GIVEN RECORDS:
====

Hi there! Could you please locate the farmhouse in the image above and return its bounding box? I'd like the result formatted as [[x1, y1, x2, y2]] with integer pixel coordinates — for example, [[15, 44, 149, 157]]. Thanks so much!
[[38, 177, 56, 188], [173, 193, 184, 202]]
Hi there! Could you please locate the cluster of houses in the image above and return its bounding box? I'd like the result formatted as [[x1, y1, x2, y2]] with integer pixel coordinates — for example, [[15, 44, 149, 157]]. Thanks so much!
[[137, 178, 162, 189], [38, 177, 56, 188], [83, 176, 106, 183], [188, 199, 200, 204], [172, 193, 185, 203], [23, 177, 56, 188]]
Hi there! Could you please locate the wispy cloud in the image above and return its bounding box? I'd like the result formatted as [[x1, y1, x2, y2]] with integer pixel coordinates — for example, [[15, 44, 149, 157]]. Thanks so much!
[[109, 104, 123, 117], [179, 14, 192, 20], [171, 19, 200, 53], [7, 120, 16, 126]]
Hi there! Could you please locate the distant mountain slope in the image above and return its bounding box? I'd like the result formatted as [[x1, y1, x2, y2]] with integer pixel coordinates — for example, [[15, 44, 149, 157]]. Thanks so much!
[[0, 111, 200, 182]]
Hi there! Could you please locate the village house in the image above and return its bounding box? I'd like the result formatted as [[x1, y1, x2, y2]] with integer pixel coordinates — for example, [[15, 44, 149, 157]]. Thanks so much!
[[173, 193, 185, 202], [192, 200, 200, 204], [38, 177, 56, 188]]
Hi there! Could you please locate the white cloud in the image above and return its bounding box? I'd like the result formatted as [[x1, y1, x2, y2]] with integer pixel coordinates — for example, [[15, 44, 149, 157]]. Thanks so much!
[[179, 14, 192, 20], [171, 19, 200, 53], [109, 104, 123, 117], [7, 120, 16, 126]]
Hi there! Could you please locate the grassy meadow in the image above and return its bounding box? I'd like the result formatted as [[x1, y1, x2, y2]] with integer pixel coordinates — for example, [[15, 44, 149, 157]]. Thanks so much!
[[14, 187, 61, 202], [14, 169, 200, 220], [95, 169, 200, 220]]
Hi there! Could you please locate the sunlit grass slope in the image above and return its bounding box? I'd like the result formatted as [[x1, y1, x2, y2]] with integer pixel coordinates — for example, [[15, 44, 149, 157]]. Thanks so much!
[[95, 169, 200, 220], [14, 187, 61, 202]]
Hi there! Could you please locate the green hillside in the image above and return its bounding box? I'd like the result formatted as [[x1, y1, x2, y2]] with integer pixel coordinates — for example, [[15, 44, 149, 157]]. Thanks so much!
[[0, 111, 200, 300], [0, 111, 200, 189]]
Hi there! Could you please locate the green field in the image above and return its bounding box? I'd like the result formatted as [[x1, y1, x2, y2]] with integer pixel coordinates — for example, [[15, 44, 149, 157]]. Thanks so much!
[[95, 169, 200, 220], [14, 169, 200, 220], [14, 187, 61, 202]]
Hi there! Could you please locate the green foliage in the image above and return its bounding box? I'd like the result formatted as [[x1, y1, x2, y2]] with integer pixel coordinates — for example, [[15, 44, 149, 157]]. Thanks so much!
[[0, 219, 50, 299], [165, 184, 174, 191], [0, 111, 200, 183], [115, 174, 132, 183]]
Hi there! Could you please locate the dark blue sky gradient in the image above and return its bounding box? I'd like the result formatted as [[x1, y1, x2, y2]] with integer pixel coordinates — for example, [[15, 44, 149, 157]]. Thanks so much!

====

WORK REQUIRED: Report in full each line above that contains the word "green". Only matches with the same letter case count.

SOLUTION TO THIS TASK:
Hi there! Could you please locate the green hillside in the image above and return its bounding box? I'd like the result formatted as [[x1, y1, x2, y2]] with integer pixel coordinates — for example, [[15, 44, 149, 157]]. Thanks so much!
Hi there! Could you please locate the green field in the image above and return its bounding box? I'd like the result formatted as [[x1, y1, x2, y2]] with integer pixel coordinates — for example, [[15, 44, 149, 157]]. Thanks so much!
Hi there! Could you please locate the green foliage in the image above and return its bounding box? I'd like the result formatted as [[x1, y1, x2, y2]] with integer pixel coordinates — for example, [[15, 44, 149, 157]]. Thanks so much!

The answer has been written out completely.